» EXERCISE TASK
Print every line of the data below word for word, omitting the pictures.

» MATERIAL PROVIDED

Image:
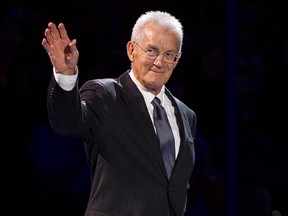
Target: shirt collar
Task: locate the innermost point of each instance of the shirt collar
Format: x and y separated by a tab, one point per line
148	96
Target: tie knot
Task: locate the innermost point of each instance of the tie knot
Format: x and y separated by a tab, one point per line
156	101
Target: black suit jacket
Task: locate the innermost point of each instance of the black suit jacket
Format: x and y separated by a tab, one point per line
128	173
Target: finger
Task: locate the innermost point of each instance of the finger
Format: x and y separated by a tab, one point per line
48	36
63	32
53	30
45	44
72	46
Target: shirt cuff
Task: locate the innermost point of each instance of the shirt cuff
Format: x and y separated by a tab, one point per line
66	82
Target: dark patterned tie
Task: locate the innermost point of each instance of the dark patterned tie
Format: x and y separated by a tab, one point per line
165	135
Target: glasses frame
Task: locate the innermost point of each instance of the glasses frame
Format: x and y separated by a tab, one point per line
157	54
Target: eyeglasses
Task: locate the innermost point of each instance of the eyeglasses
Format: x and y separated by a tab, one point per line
152	54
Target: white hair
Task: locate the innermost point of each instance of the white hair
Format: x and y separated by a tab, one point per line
163	19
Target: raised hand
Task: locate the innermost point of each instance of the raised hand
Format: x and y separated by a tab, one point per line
62	51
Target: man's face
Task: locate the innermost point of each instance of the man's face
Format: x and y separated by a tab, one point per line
153	73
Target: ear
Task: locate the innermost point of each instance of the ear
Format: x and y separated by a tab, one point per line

» ANSWER TO THE PROBLEM
Image:
Target: shirt collar
Task: locate the innermost point of each instance of the shirt collar
Format: x and y separated by a tab, one point per line
148	96
Target: tie knot
Task: locate the innermost point of each instance of the tie knot
Format: x and y separated by a tab, one point per line
156	101
Target: black suit jacket
Task: locate the innermost point of each instance of the black suit jacket
Format: x and y separated by a tab, one point per line
128	173
Target: finger
Task: locate the innermost point of each instance of the finger
Format: x and y separated by a tab, one point per line
48	36
63	32
53	30
45	44
72	46
Target: shirt cuff
Task: locate the innermost point of each instance of the shirt cuff
Format: x and y separated by a tab, one point per line
66	82
Target: dark patterned tie
Task: locate the innermost point of each instance of the dark patterned tie
Format: x and y separated by a tab, one point per line
165	135
Target: glasses frame
Task: locate the innermost point of each instance of the glasses frame
Format: x and y separated by a tab, one point per line
157	54
Target: eyeglasses
Task: locate the innermost point of each instance of the eyeglasses
Format: x and y separated by a tab, one point per line
152	54
Target: white hair
Task: locate the innermost point of each instance of the white hair
Format: x and y separated by a tab, one point per line
163	19
Target: raised hand
Task: locate the innermost point of each instance of the raised hand
Format: x and y separated by a tab, one point per line
62	51
Target: man's face
Task: locate the innermost point of each instance of the man's face
Format: x and y separated by a tab, one point per line
153	73
Target: ear
Task: locate the innermost point of each instance of the ear
Format: x and y separated by a tab, one point per line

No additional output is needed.